DOCUMENT SEGMENT:
[Start of Attachment]
Failures of leadership aside, highways engineers are not generally highly skilled at public consultation. It is not in their DNA. Although this has been picked up in some quarters, highways engineers have not been able to grasp how important (to politicians) the issue of mobility is and they (highways) have to get better at looking at open spaces and how they make sure they offer something to all of us. Engineers should be challenged, yes, but so should the politicians and the lobbyists.

If you live in Brighton and Hove, or any other city looking at local headlines struggling with hastily installed cycle lanes brought about by the pandemic, you will be wondering just how temporary are the temporary cycle lanes being installed.

Our own experience in Brighton and Hove, judging by a somewhat lengthy Environment, Transport and Sustainability Committee, would suggest that these cycle lanes are not very temporary.
[End of Attachment]
EXCERPTED RECORDS:
[Start of Attachment]
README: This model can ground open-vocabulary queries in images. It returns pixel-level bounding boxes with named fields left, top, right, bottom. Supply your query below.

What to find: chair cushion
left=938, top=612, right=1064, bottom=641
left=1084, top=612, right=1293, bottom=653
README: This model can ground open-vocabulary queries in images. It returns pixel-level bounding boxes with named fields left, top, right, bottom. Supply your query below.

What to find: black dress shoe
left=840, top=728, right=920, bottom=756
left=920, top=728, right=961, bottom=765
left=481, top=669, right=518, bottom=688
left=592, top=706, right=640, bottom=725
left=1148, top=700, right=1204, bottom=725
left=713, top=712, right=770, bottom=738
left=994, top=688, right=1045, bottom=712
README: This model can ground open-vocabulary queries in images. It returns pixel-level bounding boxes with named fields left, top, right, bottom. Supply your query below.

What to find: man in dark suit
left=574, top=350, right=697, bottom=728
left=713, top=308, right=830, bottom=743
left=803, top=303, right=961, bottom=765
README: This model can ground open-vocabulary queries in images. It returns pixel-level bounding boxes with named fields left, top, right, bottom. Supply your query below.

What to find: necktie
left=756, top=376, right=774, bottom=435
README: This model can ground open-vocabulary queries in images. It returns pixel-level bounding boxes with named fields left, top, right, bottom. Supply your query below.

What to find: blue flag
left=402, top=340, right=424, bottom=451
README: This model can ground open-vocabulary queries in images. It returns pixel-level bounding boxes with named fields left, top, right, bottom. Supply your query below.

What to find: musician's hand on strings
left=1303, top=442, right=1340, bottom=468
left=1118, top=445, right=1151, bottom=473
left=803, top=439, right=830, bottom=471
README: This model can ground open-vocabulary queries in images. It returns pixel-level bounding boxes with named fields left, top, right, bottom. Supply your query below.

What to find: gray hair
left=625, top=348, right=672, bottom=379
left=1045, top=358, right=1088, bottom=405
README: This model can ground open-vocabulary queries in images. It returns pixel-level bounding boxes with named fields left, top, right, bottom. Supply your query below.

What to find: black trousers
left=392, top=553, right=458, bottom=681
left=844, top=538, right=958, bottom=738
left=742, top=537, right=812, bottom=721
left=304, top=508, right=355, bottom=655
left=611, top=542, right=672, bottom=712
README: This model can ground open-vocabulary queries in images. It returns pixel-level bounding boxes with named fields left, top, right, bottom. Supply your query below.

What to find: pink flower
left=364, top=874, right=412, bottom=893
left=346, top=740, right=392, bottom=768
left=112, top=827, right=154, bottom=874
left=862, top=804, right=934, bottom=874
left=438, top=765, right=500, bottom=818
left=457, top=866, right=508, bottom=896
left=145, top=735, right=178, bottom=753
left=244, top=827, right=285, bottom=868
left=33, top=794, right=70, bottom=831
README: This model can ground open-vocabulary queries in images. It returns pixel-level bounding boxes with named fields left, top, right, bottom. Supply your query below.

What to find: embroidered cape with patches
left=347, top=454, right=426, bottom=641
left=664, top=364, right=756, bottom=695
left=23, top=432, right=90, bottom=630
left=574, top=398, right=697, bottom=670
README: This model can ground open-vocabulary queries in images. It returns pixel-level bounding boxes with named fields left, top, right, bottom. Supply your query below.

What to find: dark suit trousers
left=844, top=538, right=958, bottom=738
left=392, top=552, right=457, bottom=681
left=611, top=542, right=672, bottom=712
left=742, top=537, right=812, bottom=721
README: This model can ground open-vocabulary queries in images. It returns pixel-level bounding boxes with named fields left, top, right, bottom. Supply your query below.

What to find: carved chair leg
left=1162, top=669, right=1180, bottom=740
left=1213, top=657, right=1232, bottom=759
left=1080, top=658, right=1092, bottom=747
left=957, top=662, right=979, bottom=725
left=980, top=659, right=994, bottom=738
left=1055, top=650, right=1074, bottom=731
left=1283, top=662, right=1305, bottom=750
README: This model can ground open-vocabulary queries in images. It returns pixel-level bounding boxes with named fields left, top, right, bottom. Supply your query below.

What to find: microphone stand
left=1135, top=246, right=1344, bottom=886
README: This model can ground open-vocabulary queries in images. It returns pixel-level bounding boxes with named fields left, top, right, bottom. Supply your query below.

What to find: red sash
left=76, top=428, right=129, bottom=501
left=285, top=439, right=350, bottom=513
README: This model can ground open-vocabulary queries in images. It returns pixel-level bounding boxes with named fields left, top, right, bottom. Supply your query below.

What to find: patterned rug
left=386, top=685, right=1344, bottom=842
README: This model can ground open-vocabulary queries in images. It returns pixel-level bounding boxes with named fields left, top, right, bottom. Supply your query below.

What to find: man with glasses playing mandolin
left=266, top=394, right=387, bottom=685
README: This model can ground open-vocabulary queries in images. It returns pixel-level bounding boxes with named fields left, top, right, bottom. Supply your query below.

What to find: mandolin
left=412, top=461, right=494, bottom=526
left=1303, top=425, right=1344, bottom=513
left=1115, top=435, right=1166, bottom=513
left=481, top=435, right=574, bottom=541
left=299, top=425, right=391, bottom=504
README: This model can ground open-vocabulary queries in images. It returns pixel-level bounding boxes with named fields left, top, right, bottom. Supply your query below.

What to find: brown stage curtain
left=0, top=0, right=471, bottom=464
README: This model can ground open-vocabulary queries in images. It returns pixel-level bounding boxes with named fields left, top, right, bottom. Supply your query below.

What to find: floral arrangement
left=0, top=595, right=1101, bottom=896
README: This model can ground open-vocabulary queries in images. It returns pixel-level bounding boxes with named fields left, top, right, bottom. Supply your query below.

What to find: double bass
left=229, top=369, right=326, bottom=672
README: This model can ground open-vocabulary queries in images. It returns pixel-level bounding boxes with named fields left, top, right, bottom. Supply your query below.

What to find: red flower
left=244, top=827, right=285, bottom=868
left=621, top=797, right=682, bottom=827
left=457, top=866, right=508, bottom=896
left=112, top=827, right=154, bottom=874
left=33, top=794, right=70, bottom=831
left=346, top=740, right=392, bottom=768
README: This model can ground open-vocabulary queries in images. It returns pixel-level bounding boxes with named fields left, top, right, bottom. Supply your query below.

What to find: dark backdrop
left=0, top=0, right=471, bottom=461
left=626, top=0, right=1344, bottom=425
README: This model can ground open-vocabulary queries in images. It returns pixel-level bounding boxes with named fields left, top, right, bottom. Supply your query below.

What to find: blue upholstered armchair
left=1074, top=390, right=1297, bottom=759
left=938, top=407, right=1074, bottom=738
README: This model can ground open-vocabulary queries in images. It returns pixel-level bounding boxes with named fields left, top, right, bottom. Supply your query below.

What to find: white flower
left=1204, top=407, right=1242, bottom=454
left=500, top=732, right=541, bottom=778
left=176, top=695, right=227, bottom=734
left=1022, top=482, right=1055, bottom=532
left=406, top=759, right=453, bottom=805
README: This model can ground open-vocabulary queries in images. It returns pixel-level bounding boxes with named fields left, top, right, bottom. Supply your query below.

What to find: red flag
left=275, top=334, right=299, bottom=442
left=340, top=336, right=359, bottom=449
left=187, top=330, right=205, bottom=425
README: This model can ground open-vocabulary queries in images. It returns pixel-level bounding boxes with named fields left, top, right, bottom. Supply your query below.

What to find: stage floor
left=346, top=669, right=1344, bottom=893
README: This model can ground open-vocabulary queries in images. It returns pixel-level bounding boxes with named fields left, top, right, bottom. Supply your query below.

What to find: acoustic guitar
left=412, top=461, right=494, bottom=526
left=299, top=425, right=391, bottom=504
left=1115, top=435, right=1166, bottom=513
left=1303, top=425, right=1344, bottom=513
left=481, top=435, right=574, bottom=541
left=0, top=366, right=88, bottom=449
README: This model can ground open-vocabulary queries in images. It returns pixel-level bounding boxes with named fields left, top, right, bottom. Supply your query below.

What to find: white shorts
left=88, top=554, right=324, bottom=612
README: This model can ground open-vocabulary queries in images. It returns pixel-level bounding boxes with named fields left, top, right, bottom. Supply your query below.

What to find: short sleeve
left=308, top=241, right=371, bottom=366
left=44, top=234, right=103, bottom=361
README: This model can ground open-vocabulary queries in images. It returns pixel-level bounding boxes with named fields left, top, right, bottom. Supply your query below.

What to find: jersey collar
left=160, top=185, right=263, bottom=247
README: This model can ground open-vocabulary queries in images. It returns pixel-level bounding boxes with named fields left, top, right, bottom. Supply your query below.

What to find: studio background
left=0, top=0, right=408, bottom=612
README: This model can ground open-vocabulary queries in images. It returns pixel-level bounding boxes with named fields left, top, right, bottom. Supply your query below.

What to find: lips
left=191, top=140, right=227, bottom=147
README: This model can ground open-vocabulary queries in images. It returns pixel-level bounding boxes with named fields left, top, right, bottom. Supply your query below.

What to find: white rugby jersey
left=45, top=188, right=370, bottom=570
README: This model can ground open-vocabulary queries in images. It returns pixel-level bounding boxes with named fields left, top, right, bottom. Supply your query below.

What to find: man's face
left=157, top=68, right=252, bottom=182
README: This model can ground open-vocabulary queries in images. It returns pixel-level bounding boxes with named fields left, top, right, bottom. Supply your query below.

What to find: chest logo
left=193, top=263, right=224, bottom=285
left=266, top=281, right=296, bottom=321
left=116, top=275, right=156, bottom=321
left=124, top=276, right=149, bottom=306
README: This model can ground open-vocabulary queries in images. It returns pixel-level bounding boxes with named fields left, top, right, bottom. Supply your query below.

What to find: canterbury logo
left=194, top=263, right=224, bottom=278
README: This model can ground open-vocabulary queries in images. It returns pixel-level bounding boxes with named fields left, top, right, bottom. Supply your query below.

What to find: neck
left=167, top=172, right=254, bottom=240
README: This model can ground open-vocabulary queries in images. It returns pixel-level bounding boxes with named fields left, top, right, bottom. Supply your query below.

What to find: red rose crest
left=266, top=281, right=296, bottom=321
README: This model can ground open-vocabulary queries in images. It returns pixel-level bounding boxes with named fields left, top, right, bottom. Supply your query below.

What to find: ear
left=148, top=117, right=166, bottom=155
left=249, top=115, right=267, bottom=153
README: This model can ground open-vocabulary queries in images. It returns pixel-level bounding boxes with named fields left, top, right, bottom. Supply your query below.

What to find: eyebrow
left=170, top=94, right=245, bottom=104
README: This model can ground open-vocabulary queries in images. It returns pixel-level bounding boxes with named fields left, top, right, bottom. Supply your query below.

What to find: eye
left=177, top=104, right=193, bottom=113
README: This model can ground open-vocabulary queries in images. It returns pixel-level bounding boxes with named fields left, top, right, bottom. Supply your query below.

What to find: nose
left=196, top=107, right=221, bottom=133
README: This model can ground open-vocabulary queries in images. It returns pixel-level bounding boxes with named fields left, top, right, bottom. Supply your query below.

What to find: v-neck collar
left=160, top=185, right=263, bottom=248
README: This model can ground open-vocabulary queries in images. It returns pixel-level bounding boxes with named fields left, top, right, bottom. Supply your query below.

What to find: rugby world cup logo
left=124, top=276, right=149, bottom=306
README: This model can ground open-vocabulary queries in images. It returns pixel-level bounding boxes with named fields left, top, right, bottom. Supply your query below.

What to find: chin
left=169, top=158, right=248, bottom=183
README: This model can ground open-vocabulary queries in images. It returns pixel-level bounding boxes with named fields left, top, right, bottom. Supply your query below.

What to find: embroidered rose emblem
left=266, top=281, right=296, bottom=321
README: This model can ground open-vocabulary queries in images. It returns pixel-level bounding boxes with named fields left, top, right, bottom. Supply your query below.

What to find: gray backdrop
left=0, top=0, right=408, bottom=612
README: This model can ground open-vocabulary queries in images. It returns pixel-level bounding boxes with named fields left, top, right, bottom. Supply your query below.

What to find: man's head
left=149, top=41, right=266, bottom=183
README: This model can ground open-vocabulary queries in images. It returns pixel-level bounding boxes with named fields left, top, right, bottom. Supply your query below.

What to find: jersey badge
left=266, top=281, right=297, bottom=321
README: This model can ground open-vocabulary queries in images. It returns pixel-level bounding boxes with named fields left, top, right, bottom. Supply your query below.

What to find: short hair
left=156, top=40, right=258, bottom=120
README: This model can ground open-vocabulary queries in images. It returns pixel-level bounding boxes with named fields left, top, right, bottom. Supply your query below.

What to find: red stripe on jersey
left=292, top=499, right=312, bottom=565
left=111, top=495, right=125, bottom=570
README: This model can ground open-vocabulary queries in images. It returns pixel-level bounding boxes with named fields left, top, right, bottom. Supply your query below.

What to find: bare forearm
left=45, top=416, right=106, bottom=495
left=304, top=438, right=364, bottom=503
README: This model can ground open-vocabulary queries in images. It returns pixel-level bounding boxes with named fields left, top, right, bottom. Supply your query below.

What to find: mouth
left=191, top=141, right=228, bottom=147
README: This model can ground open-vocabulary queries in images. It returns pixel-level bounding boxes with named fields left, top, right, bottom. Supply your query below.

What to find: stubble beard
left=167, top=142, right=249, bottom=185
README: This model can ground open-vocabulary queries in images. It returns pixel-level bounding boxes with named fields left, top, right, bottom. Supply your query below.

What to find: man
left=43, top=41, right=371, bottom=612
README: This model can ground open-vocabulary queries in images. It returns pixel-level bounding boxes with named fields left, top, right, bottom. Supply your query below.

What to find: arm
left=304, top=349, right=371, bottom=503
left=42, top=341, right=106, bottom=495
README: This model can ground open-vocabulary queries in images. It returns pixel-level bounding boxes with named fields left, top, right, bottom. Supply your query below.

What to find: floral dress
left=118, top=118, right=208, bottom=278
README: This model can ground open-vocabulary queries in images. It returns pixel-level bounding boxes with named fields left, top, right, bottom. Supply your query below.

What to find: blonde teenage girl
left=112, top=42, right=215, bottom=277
[End of Attachment]
EXERCISE INSTRUCTIONS:
Write out the passage above on temporary cycle lanes in Brighton and Hove in full, word for word.

SOLUTION TO THIS EXERCISE:
Failures of leadership aside, highways engineers are not generally highly skilled at public consultation. It is not in their DNA. Although this has been picked up in some quarters, highways engineers have not been able to grasp how important (to politicians) the issue of mobility is and they (highways) have to get better at looking at open spaces and how they make sure they offer something to all of us. Engineers should be challenged, yes, but so should the politicians and the lobbyists.

If you live in Brighton and Hove, or any other city looking at local headlines struggling with hastily installed cycle lanes brought about by the pandemic, you will be wondering just how temporary are the temporary cycle lanes being installed.

Our own experience in Brighton and Hove, judging by a somewhat lengthy Environment, Transport and Sustainability Committee, would suggest that these cycle lanes are not very temporary.